### RECORDS TO USE

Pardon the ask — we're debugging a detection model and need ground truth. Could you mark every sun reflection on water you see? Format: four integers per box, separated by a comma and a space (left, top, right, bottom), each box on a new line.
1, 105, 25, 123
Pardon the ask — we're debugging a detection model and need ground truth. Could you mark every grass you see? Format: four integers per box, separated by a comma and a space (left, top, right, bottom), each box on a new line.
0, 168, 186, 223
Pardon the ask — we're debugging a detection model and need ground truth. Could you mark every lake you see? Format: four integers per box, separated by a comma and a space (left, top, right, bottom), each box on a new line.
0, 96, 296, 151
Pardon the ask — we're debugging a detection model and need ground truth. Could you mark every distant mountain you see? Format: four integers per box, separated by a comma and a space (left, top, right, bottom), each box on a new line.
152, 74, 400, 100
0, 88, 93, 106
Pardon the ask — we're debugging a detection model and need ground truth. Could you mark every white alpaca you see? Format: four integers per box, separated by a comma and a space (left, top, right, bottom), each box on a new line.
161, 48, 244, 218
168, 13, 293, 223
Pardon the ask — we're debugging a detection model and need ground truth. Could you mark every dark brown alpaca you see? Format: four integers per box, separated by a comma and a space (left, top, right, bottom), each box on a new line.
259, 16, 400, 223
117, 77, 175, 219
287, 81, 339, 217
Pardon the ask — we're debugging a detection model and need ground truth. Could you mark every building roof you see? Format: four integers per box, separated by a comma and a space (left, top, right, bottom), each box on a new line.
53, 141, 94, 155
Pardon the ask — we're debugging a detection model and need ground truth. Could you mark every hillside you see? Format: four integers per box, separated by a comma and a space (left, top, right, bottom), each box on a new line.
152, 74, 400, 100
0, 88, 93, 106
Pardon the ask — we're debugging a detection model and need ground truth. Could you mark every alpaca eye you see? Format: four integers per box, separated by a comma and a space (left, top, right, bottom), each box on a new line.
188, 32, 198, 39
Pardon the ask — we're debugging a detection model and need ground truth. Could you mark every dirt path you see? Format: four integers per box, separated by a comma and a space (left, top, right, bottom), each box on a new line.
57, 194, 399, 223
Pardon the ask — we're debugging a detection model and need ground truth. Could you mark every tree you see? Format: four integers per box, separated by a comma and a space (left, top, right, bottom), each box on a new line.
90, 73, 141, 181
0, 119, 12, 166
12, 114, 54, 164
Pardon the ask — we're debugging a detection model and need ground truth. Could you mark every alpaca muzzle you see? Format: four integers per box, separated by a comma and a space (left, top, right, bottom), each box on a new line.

######

◆ AIM OF THE TASK ◆
All the records shown above need to be given again exactly.

◆ WRITTEN RESPONSE ◆
Pardon the ask — we're debugging a detection model and need ground truth. Could you mark every sun reflection on water you see? Format: four integers per box, separated by a comma and a space (left, top, right, bottom), each box on a new line.
1, 105, 25, 123
Pardon the ask — we're debugging a detection model and need ground truth. Could you mark every grass you see? Format: four integers per box, separated by a comma and a space (left, top, right, bottom), each box on a new line.
0, 168, 186, 223
Pardon the ask — we're debugging a detection model and need ground truth. Could you mark every lake you see? Format: four integers per box, separated by a comma and a space (left, top, right, bottom), each box on a new line.
0, 96, 296, 151
Pardon the ask — we're debugging a detection model and need ground truth. Could you mark every distant mountain you see? Format: four integers per box, separated by a comma and a space (left, top, right, bottom), each box on a new line.
152, 74, 400, 100
0, 88, 93, 106
Pardon the ask — we're debugging a detection model and need ground truth. Could you mark every white alpaca you see? Format: four integers per box, separated by a comma and a space (left, top, right, bottom), each box on a new line.
161, 48, 244, 218
168, 13, 293, 223
Pardon the ask — we're debugging a detection model and need ground truth. Could you mark every dark brown alpaca you see? Format: four integers per box, separated by a comma and a space (left, top, right, bottom), each box on a new line.
259, 16, 400, 223
117, 77, 175, 219
287, 81, 339, 217
Pardon the ask — we're debugging a detection model and need ground truth. Could you mark every building roof you see? Format: four integers per box, separated by a comma and a space (left, top, right, bottom), each box on a new line.
53, 141, 94, 155
Pardon the ask — we're debugging a detection model and need ground truth. Could you mark every hillside you see? Format: four integers per box, separated by a comma and a space (left, top, right, bottom), each box on a new line.
152, 74, 400, 100
0, 88, 93, 106
Pardon the ask — we're debugging a detection model and need ground truth. Could you mark every alpaca eye you see? Format: four integers per box, separated by a comma and a space (left, top, right, bottom), each box on a new line.
188, 32, 198, 39
Pardon the ask — we're debugging a detection model and need ground truth. Could you mark every dirt path you see? Format: four integers per box, separated by a comma and a space (left, top, right, bottom), each box on a new line.
57, 194, 399, 223
Pardon the ask — we're debugging a detection model and need ground truth. Could you mark every tree you see? Format: four integers per box, separated by a comma and a space (left, top, right, bottom), each box on a new line.
90, 73, 141, 181
0, 119, 12, 166
12, 114, 54, 164
Pardon the ask — we're debugging a detection model and need ground truth. Could you mark every alpaca muzzle you see? Format: four integers per box, separated by a comma and a space (left, top, right, bottom), each box on a new line.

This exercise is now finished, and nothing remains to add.